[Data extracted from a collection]
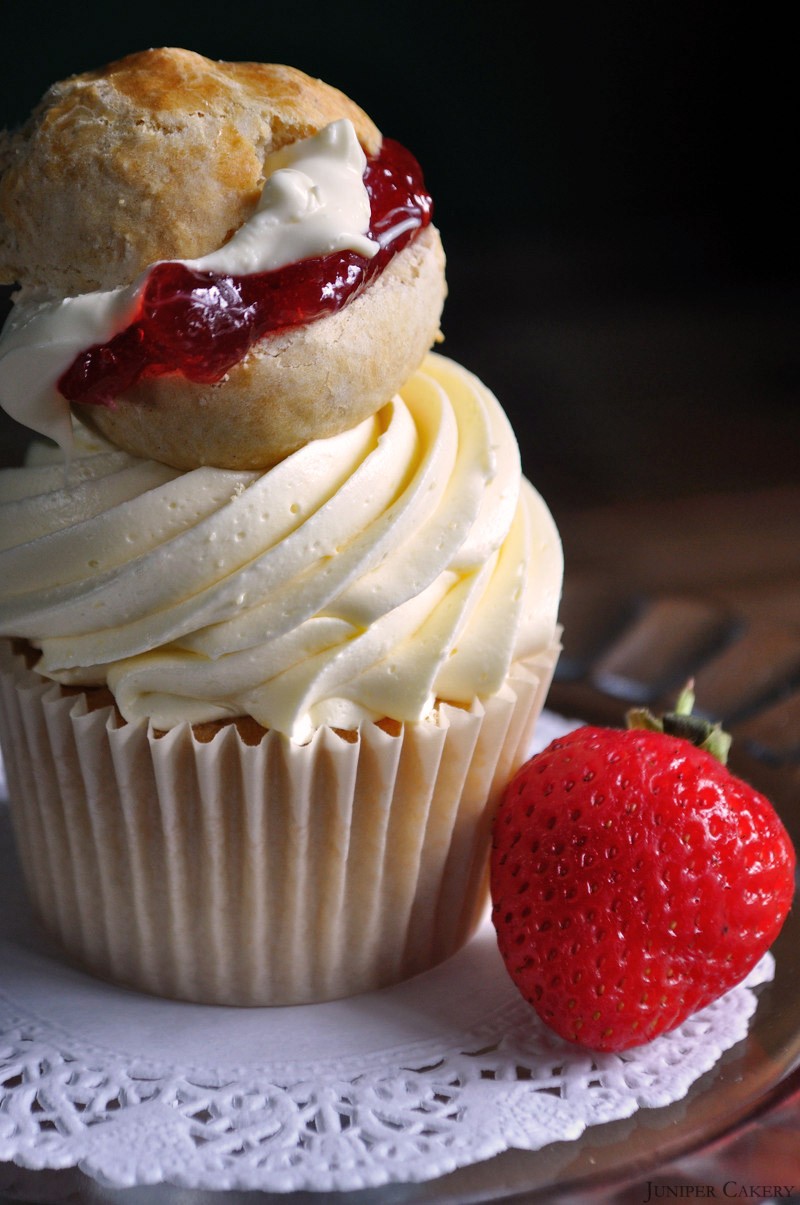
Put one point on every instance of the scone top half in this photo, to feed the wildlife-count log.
(162, 157)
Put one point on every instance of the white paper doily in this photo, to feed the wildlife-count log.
(403, 1085)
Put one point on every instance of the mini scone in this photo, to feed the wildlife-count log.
(168, 157)
(274, 645)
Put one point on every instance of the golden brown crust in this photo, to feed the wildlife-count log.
(305, 383)
(158, 156)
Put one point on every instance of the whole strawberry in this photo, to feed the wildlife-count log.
(635, 879)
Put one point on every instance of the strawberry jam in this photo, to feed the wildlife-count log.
(203, 323)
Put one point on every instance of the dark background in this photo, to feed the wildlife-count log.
(615, 187)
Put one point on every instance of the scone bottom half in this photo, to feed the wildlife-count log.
(130, 187)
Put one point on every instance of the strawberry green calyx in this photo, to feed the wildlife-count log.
(681, 722)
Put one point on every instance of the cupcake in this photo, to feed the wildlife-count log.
(280, 609)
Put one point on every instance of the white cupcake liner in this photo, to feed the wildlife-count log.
(224, 873)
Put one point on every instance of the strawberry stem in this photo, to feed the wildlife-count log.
(683, 723)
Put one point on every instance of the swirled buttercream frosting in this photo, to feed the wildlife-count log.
(365, 576)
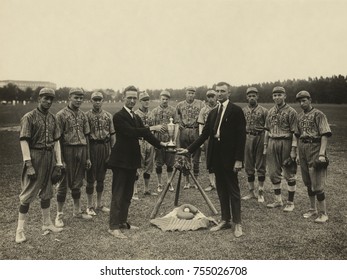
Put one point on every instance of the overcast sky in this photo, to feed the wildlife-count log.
(171, 44)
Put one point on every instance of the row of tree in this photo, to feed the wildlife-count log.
(323, 90)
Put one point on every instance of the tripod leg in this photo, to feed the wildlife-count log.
(178, 188)
(161, 197)
(204, 195)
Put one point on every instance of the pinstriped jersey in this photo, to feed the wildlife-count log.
(281, 122)
(162, 115)
(255, 118)
(204, 113)
(188, 113)
(39, 129)
(312, 124)
(74, 126)
(101, 124)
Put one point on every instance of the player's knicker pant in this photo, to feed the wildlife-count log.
(43, 163)
(147, 156)
(122, 190)
(254, 158)
(99, 153)
(187, 137)
(75, 160)
(308, 153)
(279, 150)
(227, 186)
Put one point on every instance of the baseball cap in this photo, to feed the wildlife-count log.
(303, 94)
(251, 90)
(210, 92)
(76, 91)
(165, 93)
(143, 95)
(278, 90)
(47, 92)
(190, 88)
(97, 94)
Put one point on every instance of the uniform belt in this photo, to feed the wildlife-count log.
(99, 141)
(48, 148)
(254, 133)
(310, 140)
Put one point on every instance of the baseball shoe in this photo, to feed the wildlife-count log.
(91, 211)
(20, 237)
(275, 204)
(322, 218)
(289, 207)
(249, 196)
(82, 215)
(210, 188)
(52, 228)
(117, 233)
(310, 213)
(59, 221)
(238, 230)
(103, 209)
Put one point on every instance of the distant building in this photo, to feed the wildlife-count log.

• [What is required]
A faithful copy of the records above is needed, with the pictures left out.

• [The answer]
Put one point on every instance of the scone top half in this photo, to feed the wildlife-count log.
(162, 157)
Put one point on every instance of the white paper doily in this photo, to feed the wildlife-count log.
(403, 1085)
Put one point on every instance of the mini scone in this photo, to feed the wildlife-count log.
(168, 157)
(274, 645)
Put one point on every instance of the golden brown crust in this photo, to feed the wildlife-count log.
(305, 383)
(158, 156)
Put one point on every instance of the whole strawberry in this photo, to feed the wildlife-count log.
(635, 879)
Put one point on every instance of the strawberry jam in this photo, to feed the wildlife-count log.
(203, 323)
Put one point on every instance of the dark background in this photo, to feed the wildlife-count log.
(615, 187)
Put one point on every instance of the scone bottom half in this photo, to feed the wildlife-count log.
(130, 187)
Put one point on every instance of the strawberry green calyx in this photo, to feed the wildlife-count log.
(681, 722)
Put one point on every instance of the cupcake in this photo, to feed the wildlife-count log.
(280, 609)
Put one point on every instance of the white cupcake liner in this photo, to feed the wildlife-count log.
(224, 873)
Put one point on every instance of the strawberry stem in this photo, to feed the wildlife-count log.
(683, 723)
Put one point on every instance of the swirled buttercream frosting in this photo, to feed the wildlife-count log.
(365, 576)
Put one point on every instance of the overcast sky in this photo, to feed the wildlife-count log.
(171, 44)
Put one point on every instance of the row of tree in this photo, to feed the wildlife-count log.
(323, 90)
Put one point on every instance of the tripod leg in this photo, to feed the wildlife-count log.
(178, 188)
(161, 197)
(204, 195)
Put one point on every instance of the pinstriped jersey in this photo, to feed the wildlife-count log.
(281, 122)
(162, 115)
(255, 118)
(204, 113)
(188, 113)
(39, 129)
(312, 124)
(74, 126)
(101, 124)
Put one point on every instance of the player's knicker pant in this photo, to feed the wildlife-count log.
(43, 163)
(147, 156)
(122, 190)
(254, 158)
(99, 153)
(187, 137)
(75, 160)
(308, 153)
(279, 150)
(227, 186)
Put one point on every instance of the baseball cap in this photo, to feed the wildlife-count log.
(303, 94)
(251, 90)
(210, 92)
(76, 91)
(165, 93)
(143, 95)
(278, 90)
(47, 92)
(190, 88)
(97, 94)
Put one point on every instance of the uniform belt in this photo, to feed the wildlife-count log.
(99, 141)
(48, 148)
(254, 133)
(310, 140)
Put one point on every instance of the baseball shoe in this photo, to feed the wildlife-count log.
(91, 211)
(20, 237)
(275, 204)
(322, 218)
(289, 207)
(249, 196)
(82, 215)
(210, 188)
(52, 228)
(117, 233)
(310, 213)
(59, 221)
(238, 230)
(103, 209)
Put one point on every instance of the distant building in this photo, to feed the wildlife-count log.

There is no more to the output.